== GOAL ==
Rewrite every line of the data below, requests included, and scale each point coordinate in the answers by 2, rounding to whole numbers with halves going up. Leave the pictures out of your answer.

[Excerpts from point annotation data]
»»

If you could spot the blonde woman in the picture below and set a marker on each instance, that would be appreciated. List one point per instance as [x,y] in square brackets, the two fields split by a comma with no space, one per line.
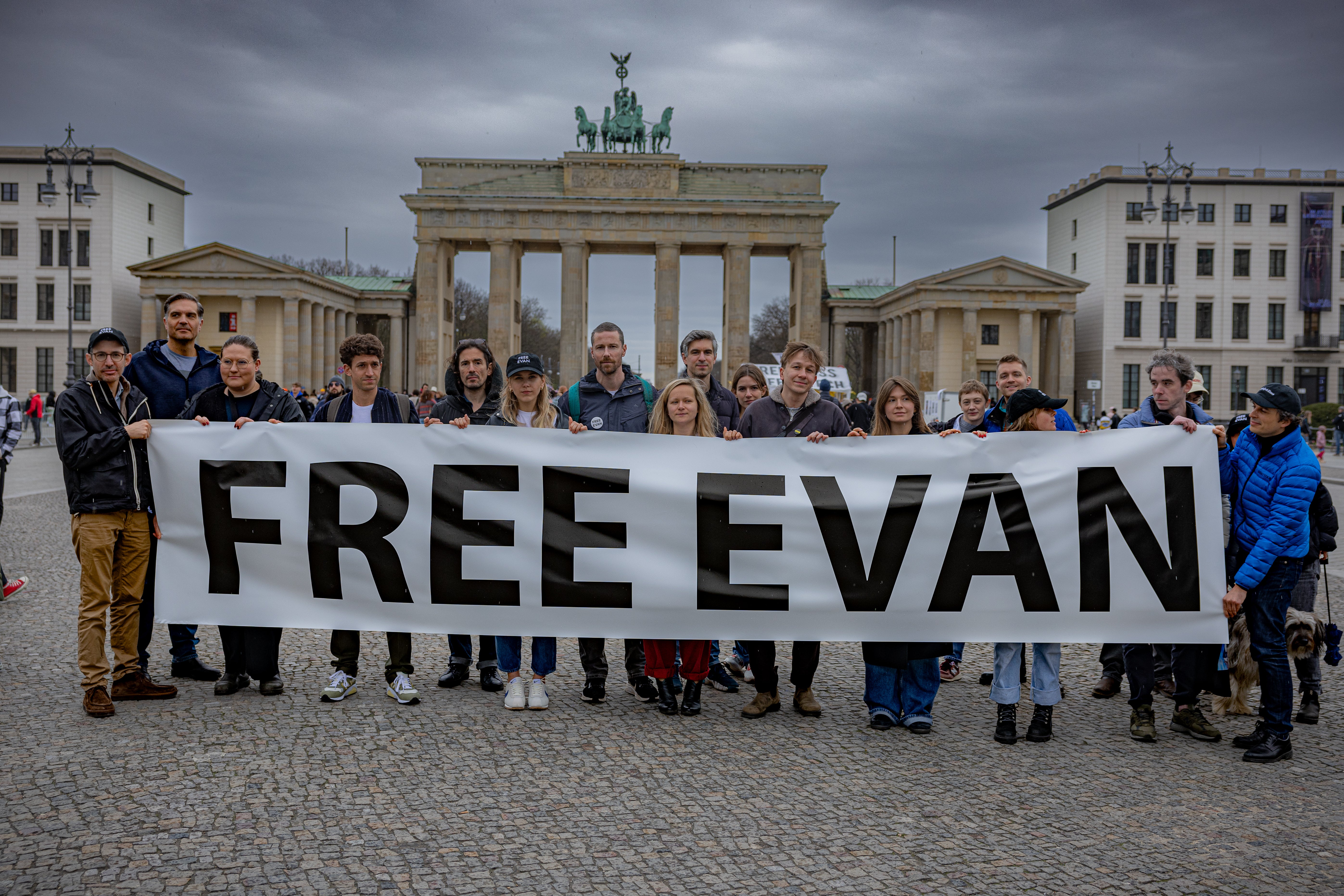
[682,410]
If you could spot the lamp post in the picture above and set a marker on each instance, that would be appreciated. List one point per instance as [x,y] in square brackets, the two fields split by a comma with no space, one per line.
[70,155]
[1168,168]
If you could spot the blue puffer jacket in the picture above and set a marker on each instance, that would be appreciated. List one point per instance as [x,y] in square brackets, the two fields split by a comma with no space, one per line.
[1148,407]
[166,389]
[1271,499]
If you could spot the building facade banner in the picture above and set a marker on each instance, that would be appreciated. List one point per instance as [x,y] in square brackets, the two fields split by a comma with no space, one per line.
[1316,252]
[1033,537]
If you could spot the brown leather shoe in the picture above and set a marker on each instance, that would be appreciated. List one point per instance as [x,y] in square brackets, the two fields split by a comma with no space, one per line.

««

== WRITTEN ANSWER ==
If you could spot the blonde woman in the picture below and set a marker on each instance, that would be appreciated. List one point per instance as [x,y] in square brackets, the two fields split by a comma with no space, one per line.
[1364,820]
If you could spot the lamp post in the picture above and set a marker on each instance, that would be appreciated. List one point per instance as [x,y] in square brackets, the two fields split by a comma with no space, one per line.
[140,310]
[2336,336]
If you could spot the blue puffer jacket in the picture above and set a marker on each instance, that would be appreciated. List one point per instance as [x,y] in square brackets, the two fields split by a comma with no space, one per line.
[2296,814]
[332,778]
[2542,998]
If you could spot the building facade banner in the picture above and set a marker on each instance, that would be appreciated. List one point per instance as [x,y] in square brackets, the two fields split by a comma with no space, one per line.
[2632,504]
[2066,1074]
If you could spot the brown leather shoe in the picture above and set a marker on each instance, that would be appreciated. List one point per instance as [x,y] in square brackets, the two fields split by a comma with no space, one per line.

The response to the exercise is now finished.